### Page extract
————————

October 9th, 2008 1:56pm

Obviously the prelude to the O.J. Simpson fiasco sixteen years later, and pretty conclusive evidence of the corrosive influence television can have on the justice system.

Bill Corr

October 9th, 2008 4:19pm

Well, the young lady in the Polanski story - a non-virgin by her own later account - actually existed.

Polanski, very sensibly, vamoosed because he didn't want to spend years in the slammer and/or a fortune fighting a vindictive conviction.

Others have fared far worse. Try a 'net search for the horror stories which result from internet entrapment. One silly chap, a veteran with a totally clean criminal record, thought he was chatting on line to a woman with two adventurous young daughters. Excited to the point where his brain switched off completely, he suggested naughty cross-generational hanky-panky and crossed a state line with a video camera in his possession.

A hefty fine? Probation? Counselling ?

No, none of the above; our hero got three CONSECUTIVE ten-year sentences in Federal prison.

The woman and her fearless daughters did not exist; the now-incarcerated felon had been chartting online to a Postal Inspector!

Sylvia Severi

October 10th, 2008 11:10am

I always thought the parents of this wee girl should have been charged too. It is the duty of parents to protect their children. The child was only 13. Many Hollywood Stars are guilty of abusing minors and yes, Polanski got unfair treatment but he was/is still guilty.
PS I love the Spectator! Can't find it in China where I live but buy it in Bangkok every time I visit there.

————————

### Problem to solve
Reproduce the reader comments above in full, word for word.

————————

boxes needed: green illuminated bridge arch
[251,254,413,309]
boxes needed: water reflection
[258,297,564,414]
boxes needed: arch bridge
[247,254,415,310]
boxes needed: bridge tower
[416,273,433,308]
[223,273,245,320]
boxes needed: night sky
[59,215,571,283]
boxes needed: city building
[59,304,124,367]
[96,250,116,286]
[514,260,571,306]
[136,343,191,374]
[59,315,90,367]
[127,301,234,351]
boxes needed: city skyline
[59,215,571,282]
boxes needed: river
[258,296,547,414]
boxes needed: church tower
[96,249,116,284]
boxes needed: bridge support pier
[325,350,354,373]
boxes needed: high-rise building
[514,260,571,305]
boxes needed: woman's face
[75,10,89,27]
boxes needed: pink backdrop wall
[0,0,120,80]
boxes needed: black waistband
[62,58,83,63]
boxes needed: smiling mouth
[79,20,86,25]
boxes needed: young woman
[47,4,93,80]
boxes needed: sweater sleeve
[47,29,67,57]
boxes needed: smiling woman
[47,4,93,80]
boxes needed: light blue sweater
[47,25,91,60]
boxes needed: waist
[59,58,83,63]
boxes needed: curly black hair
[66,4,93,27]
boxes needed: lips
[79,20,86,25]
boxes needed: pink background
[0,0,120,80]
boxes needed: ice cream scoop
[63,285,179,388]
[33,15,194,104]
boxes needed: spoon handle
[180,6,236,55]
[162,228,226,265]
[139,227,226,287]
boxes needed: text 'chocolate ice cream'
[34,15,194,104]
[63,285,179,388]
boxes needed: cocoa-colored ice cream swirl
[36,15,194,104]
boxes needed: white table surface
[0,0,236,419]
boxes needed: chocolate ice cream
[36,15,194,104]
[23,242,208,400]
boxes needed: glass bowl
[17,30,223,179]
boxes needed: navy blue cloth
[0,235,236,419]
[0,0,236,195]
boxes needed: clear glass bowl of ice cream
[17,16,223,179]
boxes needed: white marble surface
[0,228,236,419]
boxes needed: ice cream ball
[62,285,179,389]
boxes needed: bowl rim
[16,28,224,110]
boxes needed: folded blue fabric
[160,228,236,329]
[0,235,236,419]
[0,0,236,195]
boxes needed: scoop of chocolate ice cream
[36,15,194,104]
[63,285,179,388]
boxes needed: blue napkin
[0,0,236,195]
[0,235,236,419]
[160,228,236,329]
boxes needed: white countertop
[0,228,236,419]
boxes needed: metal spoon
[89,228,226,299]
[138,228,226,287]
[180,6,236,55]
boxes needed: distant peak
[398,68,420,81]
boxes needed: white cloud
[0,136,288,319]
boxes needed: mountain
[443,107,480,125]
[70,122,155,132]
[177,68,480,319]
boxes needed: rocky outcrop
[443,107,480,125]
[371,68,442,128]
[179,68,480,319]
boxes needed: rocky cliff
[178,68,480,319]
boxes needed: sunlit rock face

————————

### Reply to the exercise
October 9th, 2008 1:56pm

Obviously the prelude to the O.J. Simpson fiasco sixteen years later, and pretty conclusive evidence of the corrosive influence television can have on the justice system.

Bill Corr

October 9th, 2008 4:19pm

Well, the young lady in the Polanski story - a non-virgin by her own later account - actually existed.

Polanski, very sensibly, vamoosed because he didn't want to spend years in the slammer and/or a fortune fighting a vindictive conviction.

Others have fared far worse. Try a 'net search for the horror stories which result from internet entrapment. One silly chap, a veteran with a totally clean criminal record, thought he was chatting on line to a woman with two adventurous young daughters. Excited to the point where his brain switched off completely, he suggested naughty cross-generational hanky-panky and crossed a state line with a video camera in his possession.

A hefty fine? Probation? Counselling ?

No, none of the above; our hero got three CONSECUTIVE ten-year sentences in Federal prison.

The woman and her fearless daughters did not exist; the now-incarcerated felon had been chartting online to a Postal Inspector!

Sylvia Severi

October 10th, 2008 11:10am

I always thought the parents of this wee girl should have been charged too. It is the duty of parents to protect their children. The child was only 13. Many Hollywood Stars are guilty of abusing minors and yes, Polanski got unfair treatment but he was/is still guilty.
PS I love the Spectator! Can't find it in China where I live but buy it in Bangkok every time I visit there.